▶ Problem description: Locate "Dataset curation — class: white suv." in the listing below, then output the line holding it and every line after it, exactly and with nothing else.

▶ Raw data:
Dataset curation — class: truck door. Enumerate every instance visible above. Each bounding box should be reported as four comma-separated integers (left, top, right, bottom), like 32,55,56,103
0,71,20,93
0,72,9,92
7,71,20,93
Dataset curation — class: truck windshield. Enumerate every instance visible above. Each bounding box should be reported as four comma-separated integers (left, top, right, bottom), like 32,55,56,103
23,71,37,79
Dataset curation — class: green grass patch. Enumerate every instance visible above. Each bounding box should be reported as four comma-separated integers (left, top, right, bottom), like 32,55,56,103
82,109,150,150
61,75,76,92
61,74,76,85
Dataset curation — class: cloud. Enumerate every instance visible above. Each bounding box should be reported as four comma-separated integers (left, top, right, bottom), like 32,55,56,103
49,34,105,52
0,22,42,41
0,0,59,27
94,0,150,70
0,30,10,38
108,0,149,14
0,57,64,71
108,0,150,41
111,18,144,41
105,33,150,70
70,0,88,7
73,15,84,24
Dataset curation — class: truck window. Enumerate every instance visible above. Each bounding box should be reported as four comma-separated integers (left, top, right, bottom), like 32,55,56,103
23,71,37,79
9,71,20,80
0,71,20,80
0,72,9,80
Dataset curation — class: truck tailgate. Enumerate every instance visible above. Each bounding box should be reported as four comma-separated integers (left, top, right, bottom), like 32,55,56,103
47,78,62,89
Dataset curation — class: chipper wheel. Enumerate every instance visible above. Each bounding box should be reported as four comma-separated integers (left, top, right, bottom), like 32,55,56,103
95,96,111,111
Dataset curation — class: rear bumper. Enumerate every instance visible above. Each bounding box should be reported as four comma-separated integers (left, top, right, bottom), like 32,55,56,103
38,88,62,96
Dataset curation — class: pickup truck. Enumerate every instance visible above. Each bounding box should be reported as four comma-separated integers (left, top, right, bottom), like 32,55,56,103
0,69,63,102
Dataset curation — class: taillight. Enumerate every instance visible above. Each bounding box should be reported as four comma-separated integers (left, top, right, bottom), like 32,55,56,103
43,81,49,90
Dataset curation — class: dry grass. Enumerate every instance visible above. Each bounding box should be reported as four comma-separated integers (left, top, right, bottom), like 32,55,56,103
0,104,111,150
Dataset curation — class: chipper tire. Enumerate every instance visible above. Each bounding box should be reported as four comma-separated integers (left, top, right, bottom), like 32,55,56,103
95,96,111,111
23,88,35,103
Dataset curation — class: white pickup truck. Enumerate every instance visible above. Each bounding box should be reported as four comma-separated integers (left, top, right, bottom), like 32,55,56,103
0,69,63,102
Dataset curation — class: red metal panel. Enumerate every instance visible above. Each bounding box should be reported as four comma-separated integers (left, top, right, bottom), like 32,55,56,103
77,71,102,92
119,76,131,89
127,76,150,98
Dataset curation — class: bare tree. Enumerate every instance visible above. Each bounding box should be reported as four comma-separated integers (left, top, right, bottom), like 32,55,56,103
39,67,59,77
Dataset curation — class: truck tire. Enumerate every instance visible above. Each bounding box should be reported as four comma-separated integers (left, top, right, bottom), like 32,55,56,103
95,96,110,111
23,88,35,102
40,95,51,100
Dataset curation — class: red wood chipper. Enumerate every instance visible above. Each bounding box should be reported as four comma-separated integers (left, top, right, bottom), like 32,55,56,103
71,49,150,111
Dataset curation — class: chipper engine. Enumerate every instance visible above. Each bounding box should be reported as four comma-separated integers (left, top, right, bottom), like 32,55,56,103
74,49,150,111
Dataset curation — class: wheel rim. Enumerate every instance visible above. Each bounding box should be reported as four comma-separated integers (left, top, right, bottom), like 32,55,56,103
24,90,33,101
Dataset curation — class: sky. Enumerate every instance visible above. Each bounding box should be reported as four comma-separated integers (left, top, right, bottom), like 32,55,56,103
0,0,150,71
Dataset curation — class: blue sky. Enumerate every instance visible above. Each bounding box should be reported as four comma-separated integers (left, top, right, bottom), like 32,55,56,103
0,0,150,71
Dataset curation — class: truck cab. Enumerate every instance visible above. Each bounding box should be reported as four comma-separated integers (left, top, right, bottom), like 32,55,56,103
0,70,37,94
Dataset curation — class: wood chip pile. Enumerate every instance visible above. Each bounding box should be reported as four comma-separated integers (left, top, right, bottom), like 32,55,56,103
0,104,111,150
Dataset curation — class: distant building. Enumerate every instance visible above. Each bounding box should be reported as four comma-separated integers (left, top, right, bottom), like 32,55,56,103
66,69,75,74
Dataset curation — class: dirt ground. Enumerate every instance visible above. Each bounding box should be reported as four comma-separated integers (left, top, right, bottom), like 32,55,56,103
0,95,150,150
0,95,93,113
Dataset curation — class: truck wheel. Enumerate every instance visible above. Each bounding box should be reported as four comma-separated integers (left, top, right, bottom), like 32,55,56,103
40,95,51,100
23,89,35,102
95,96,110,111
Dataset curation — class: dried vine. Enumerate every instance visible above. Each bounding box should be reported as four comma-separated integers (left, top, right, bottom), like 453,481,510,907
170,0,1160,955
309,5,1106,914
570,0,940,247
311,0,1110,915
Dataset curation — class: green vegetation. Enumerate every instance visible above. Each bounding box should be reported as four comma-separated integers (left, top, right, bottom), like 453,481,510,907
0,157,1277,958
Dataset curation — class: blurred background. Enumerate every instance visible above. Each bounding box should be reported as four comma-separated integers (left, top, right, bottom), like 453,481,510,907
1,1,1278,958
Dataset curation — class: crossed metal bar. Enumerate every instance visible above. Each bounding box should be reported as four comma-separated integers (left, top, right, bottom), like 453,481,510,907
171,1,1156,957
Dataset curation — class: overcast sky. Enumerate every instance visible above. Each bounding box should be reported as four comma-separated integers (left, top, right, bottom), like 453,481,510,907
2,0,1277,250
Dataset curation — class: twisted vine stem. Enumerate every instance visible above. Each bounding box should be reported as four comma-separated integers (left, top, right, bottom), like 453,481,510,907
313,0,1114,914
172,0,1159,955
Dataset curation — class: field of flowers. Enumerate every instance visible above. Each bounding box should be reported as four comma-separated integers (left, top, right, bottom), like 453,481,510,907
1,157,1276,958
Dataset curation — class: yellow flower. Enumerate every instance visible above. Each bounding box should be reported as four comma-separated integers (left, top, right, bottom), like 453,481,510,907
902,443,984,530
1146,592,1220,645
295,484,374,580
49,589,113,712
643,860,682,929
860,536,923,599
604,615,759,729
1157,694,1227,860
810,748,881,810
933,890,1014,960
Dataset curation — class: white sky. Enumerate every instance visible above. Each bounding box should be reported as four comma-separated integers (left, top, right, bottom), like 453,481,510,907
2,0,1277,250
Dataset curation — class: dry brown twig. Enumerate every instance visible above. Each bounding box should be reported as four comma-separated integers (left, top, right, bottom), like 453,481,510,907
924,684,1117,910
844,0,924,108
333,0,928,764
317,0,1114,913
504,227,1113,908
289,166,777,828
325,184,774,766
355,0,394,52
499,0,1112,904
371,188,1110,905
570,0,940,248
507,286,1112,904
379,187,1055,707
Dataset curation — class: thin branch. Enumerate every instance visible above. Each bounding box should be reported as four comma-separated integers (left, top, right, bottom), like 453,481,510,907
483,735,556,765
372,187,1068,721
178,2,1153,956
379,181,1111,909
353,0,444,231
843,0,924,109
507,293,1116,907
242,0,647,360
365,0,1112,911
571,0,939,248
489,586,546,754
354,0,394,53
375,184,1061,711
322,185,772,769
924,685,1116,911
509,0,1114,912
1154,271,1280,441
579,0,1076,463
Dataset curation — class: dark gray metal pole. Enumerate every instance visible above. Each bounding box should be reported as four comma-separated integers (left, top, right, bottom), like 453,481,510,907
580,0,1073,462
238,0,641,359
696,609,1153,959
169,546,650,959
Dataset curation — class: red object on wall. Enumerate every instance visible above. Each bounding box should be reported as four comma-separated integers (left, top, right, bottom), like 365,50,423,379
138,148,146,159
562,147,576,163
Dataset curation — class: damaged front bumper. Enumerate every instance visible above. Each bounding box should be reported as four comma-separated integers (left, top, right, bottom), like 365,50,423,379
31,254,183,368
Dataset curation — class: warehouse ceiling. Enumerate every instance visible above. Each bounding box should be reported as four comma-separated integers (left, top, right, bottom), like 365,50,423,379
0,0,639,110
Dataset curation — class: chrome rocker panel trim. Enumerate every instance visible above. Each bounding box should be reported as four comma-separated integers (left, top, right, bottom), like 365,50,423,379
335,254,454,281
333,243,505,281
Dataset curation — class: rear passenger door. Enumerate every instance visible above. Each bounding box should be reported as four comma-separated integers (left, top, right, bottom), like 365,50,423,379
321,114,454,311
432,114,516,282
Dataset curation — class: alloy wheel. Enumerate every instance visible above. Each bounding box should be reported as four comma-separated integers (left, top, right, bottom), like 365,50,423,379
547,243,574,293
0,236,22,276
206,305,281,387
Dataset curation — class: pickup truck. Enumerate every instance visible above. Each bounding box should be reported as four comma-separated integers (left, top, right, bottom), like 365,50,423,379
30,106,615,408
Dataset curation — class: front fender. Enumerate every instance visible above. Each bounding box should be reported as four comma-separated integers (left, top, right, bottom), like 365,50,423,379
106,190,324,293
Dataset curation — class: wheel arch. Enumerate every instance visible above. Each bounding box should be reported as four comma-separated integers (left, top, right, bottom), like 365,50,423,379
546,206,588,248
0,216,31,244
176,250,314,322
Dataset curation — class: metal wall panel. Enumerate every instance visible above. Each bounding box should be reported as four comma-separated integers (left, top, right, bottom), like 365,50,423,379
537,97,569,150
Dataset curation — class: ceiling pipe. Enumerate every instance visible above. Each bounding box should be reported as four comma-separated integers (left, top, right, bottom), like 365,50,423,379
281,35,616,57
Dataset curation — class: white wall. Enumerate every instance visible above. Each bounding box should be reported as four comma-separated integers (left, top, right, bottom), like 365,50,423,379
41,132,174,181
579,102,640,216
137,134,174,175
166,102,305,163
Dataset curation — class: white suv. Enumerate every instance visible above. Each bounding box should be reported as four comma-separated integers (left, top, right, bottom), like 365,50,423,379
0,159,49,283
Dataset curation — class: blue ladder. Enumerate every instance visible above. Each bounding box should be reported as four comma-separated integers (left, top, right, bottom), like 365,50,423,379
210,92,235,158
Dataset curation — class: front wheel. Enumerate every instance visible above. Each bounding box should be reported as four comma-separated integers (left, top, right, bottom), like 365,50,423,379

▶ Solution to the problem:
Dataset curation — class: white suv. Enumerate every instance visible above. Each bounding box should be reported as four comma-separated integers (left, top, right, bottom), like 365,50,423,379
0,159,49,283
Dataset curation — class: blue ladder. Enumerate every instance visible above. Each bounding box should be reported as four comma-separated integers (left, top, right, bottom), like 365,50,423,379
210,92,235,158
Dataset curation — class: front wheel. Enumerate every instance visible above. Each bounding box should be reported as four comma-separated integers (left, top, right, bottom), like 365,50,423,379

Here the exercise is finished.